*Problem requirements*
Nothing but the lines from the first line of the records through the line with "Mark a dot on every instance of the leafy" should be output, exactly as written and free of pictures.

*The records*
# # # #

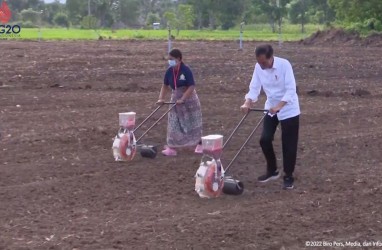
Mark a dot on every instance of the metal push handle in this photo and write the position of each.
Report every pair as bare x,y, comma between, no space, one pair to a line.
245,143
157,121
150,115
241,122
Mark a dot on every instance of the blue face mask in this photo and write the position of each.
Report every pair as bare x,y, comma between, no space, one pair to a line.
172,63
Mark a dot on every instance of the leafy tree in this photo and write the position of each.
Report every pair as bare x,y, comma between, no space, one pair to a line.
152,18
298,12
62,19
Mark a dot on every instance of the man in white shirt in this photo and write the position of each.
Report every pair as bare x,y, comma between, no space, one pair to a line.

# # # #

*Answer area*
Mark a dot on every instance of the metal push handle in this photo and write the position of each.
Report every pair as bare x,y, comma between, no space, one pair to a line.
245,143
157,121
150,115
241,122
Mark a dot on every instance of the blue face mask in this photo and write the position of each.
Report every pair as bare x,y, comma between, no space, one pair to a line.
172,63
Mark a dot on every instance of the leafy tree in this photo and write the position of each.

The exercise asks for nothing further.